→ **PROBLEM STATEMENT**:
Can you set down, word for word, every line from the start of the records through the line with "POLYGON ((246 113, 246"?

** begin DATASET **

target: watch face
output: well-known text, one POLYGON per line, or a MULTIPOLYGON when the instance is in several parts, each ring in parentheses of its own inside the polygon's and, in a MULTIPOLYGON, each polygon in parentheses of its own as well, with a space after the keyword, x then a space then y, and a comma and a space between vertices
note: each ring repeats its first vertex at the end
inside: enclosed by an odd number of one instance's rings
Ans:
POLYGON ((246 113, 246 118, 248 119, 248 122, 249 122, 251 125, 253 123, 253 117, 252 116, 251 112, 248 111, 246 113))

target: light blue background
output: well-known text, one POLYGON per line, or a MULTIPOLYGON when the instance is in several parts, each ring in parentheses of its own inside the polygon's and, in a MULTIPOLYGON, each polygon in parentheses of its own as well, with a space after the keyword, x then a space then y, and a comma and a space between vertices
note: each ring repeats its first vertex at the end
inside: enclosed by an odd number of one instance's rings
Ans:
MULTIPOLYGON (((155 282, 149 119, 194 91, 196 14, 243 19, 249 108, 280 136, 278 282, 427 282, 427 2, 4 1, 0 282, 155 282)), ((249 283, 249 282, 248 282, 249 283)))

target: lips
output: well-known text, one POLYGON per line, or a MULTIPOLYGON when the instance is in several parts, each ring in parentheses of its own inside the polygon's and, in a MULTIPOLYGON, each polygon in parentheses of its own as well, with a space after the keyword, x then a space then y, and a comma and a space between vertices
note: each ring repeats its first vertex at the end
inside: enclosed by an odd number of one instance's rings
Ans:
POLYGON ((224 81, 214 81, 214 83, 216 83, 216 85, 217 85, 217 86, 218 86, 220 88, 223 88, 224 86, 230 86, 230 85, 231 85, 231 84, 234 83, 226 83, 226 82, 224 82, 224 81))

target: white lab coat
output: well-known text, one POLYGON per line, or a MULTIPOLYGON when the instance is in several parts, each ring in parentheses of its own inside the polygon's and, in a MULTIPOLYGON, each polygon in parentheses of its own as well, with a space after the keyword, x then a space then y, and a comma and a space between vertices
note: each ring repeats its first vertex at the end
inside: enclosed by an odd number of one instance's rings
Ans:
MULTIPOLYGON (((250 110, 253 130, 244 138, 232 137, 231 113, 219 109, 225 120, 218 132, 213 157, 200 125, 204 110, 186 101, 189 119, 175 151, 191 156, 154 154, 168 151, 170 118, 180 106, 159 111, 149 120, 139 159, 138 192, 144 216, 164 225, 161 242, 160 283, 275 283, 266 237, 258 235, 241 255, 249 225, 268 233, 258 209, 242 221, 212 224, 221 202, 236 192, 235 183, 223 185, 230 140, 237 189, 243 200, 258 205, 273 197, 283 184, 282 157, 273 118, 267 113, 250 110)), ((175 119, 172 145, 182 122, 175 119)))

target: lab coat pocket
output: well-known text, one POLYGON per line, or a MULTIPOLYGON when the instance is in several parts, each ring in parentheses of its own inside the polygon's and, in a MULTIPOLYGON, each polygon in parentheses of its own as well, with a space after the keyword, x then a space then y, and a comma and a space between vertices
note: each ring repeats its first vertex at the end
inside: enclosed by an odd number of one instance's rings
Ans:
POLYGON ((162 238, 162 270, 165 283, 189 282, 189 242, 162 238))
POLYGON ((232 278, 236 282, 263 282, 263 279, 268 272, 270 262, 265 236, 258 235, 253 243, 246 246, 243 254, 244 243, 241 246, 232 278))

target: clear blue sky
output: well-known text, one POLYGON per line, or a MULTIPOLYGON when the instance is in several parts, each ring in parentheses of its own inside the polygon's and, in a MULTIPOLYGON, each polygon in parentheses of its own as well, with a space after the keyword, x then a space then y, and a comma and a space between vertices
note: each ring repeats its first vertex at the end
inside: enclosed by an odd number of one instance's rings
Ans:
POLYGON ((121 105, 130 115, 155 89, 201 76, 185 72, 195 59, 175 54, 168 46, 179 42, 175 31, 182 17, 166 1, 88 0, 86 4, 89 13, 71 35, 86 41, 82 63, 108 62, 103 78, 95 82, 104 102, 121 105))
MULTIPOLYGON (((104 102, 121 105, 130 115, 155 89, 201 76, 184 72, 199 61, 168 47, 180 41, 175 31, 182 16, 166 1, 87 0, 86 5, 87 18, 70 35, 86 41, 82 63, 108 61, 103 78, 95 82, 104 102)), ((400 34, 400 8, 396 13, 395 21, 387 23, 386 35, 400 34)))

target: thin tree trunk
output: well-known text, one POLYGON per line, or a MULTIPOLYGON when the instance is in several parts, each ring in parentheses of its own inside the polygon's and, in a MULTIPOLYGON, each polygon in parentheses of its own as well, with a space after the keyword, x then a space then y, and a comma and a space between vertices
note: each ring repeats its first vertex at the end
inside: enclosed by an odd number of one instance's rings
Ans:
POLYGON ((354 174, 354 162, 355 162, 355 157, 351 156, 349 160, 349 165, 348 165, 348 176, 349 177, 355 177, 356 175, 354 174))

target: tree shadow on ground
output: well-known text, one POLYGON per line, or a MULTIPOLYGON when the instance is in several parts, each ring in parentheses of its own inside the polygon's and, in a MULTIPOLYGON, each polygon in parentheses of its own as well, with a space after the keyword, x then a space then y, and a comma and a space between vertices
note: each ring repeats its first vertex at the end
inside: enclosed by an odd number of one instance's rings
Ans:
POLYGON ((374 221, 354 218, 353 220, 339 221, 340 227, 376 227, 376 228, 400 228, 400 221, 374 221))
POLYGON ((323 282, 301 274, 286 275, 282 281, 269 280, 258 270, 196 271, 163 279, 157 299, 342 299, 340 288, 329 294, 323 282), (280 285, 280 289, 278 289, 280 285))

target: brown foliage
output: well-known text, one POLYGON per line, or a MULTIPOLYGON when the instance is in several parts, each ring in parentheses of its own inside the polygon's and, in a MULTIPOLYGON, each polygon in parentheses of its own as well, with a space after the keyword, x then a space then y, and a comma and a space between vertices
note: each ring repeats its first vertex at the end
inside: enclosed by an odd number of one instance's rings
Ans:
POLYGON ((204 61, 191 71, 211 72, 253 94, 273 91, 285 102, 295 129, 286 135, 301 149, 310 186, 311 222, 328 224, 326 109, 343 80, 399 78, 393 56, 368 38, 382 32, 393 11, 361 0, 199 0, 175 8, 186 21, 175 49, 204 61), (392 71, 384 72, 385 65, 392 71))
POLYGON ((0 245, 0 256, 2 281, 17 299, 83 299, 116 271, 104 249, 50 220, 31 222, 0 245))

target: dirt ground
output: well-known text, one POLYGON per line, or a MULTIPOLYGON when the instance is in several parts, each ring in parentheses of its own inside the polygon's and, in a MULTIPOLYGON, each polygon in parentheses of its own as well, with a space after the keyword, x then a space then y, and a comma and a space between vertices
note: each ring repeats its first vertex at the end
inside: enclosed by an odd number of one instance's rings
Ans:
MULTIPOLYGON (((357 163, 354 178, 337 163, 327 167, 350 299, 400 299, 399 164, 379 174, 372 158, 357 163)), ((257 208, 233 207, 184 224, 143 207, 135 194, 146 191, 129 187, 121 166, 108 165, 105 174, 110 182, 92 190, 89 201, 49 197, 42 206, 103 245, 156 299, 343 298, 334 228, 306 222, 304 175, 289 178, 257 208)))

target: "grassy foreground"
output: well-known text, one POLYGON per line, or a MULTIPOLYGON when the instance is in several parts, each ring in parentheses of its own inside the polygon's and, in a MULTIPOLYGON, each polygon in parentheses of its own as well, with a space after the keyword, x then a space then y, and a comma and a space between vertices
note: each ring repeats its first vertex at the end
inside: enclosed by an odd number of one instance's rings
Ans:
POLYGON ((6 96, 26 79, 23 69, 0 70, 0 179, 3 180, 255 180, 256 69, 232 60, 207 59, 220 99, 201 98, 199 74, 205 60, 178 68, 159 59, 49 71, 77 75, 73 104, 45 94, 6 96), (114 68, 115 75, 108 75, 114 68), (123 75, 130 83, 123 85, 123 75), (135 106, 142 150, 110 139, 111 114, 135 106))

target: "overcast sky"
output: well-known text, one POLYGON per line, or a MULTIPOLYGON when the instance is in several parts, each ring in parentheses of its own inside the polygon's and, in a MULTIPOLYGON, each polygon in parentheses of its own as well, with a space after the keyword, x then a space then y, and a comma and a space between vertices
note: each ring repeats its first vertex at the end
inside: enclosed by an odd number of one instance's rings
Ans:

** end DATASET **

→ **PROBLEM SOLUTION**:
target: watch face
output: well-known text, one POLYGON per line, or a MULTIPOLYGON when the instance is in several parts, each ring in parentheses of its own inside the polygon's and, in a MULTIPOLYGON, each polygon in parentheses of its own as well, with a space after the keyword, x then a space then y, and a comma and a space between vertices
note: each ring repeats its first vertex at the end
inside: enclosed by an odd number of one instance's rings
Ans:
POLYGON ((246 113, 246 118, 248 119, 248 122, 249 122, 251 125, 253 123, 253 117, 252 116, 251 112, 248 111, 246 113))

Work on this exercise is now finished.